Top of RECORDS SUPPLIED

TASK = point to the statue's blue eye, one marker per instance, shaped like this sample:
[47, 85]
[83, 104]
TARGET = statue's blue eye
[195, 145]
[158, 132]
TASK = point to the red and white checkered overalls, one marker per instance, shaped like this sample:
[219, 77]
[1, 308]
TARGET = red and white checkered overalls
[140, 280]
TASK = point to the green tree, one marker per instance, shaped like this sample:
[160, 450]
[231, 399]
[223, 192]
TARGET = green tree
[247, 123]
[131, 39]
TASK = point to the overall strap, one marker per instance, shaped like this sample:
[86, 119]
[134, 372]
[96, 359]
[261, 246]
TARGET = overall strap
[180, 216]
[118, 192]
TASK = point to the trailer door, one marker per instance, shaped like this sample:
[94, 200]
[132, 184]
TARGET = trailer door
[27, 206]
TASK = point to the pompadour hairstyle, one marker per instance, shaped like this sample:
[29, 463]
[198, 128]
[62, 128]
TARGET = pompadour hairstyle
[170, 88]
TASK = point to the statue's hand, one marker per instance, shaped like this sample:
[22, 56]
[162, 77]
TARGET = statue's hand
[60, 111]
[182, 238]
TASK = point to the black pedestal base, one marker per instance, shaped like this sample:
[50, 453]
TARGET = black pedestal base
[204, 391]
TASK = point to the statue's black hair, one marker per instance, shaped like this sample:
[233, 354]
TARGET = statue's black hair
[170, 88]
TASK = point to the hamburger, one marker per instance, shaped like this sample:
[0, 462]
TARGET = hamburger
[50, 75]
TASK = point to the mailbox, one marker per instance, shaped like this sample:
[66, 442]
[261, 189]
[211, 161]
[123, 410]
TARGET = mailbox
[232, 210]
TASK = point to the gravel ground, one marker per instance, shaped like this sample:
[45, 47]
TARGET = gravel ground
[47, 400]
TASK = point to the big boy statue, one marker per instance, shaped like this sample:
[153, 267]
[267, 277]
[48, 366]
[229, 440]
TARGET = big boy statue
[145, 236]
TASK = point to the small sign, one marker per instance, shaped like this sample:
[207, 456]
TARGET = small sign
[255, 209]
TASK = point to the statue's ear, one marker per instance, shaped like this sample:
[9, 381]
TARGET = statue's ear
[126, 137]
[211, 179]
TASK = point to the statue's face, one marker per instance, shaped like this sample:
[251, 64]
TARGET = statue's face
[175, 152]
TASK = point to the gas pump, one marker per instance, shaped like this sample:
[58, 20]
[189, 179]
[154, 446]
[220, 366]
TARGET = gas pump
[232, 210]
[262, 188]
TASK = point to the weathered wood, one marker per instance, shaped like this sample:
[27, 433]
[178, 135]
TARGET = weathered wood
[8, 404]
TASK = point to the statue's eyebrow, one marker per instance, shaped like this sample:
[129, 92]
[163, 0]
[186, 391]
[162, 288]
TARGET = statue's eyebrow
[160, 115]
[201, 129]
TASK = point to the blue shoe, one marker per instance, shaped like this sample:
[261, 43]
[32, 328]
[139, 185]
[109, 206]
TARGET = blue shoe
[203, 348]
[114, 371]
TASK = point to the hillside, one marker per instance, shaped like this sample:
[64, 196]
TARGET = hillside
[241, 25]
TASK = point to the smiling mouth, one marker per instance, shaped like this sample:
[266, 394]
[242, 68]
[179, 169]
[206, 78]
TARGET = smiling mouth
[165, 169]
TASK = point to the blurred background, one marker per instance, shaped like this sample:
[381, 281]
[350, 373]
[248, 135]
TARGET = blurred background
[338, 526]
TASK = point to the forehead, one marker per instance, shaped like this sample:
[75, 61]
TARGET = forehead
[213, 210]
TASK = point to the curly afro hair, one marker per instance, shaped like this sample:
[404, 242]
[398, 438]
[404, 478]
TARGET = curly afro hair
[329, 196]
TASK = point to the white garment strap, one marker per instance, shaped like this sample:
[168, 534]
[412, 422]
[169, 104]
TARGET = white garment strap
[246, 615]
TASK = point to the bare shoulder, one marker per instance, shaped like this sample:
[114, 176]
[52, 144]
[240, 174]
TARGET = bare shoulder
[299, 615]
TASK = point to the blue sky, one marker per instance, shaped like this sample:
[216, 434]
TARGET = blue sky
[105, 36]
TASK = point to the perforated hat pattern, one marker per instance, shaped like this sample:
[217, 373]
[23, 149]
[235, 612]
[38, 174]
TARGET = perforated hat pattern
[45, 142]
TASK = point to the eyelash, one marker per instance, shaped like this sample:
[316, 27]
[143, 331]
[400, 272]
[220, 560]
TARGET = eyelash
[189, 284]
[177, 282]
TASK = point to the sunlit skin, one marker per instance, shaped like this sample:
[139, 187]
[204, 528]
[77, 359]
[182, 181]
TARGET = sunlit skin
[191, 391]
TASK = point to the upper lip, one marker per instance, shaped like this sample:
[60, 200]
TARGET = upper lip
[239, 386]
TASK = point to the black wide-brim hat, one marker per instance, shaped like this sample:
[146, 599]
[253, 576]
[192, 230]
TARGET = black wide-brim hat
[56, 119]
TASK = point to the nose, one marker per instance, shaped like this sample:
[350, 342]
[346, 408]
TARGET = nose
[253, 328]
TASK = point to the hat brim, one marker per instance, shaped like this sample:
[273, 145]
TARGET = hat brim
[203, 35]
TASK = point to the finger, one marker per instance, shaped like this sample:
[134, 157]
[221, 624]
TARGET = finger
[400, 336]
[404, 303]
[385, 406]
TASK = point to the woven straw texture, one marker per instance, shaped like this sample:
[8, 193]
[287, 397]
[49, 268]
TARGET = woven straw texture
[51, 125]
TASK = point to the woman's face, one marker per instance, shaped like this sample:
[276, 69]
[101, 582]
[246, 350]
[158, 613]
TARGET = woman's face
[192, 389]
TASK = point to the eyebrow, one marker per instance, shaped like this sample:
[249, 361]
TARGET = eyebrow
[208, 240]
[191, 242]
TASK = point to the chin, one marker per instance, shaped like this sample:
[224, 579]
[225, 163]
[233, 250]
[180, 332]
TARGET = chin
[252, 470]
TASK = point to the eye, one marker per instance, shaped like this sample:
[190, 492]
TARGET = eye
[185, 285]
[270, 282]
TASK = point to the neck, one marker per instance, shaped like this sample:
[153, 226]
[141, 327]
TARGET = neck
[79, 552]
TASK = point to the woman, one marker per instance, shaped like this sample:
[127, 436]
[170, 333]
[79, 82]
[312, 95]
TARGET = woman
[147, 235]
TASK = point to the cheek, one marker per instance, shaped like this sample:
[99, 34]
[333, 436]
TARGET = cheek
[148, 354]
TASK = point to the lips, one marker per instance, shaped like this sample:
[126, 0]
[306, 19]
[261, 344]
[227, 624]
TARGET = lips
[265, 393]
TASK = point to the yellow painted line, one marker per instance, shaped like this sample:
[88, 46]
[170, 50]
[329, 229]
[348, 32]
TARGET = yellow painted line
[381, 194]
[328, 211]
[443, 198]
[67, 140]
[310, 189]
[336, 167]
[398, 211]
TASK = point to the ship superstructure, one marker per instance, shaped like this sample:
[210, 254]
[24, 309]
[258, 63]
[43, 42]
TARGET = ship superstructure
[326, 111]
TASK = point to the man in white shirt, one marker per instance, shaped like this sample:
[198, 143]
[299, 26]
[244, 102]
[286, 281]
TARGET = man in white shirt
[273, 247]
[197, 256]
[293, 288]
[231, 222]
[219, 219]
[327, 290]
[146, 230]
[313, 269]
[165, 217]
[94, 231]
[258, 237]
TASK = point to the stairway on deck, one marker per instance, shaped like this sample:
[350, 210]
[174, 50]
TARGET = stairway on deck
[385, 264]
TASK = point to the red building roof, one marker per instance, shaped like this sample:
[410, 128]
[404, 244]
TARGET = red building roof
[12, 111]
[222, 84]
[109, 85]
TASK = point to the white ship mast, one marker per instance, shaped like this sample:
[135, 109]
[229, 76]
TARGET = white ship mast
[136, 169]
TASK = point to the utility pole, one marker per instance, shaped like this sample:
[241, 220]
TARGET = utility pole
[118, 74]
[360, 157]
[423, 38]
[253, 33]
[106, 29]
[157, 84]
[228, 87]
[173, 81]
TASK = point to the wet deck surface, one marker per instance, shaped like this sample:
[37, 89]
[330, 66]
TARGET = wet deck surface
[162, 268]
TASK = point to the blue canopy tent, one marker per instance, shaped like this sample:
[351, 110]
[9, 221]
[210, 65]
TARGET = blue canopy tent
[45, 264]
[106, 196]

Bottom of RECORDS SUPPLIED

- **WHAT YOU HAVE TO DO**
Start copying at the line that contains "TASK = point to the red building" and stop after the last line of the records, keeping every line exactly.

- **OUTPUT FOR THIS EXERCISE**
TASK = point to the red building roof, one marker per instance, shaped like this sample:
[410, 128]
[404, 244]
TARGET = red building roof
[12, 111]
[222, 84]
[109, 85]
TASK = point to the white ship mast, one marker per instance, shaped like this sample:
[135, 109]
[229, 76]
TARGET = white ship mast
[136, 169]
TASK = point to the utility pole, one marker per instance, shaped like this sample:
[241, 220]
TARGET = utility pole
[118, 74]
[360, 157]
[423, 38]
[253, 33]
[106, 29]
[157, 84]
[228, 87]
[173, 81]
TASK = point to the wet deck surface, one marker per instance, shaped like this sample:
[37, 89]
[330, 66]
TARGET = wet deck surface
[162, 268]
TASK = point to the blue canopy tent, one marker per instance, shaped like this sample:
[351, 110]
[9, 221]
[210, 65]
TARGET = blue canopy tent
[45, 264]
[106, 196]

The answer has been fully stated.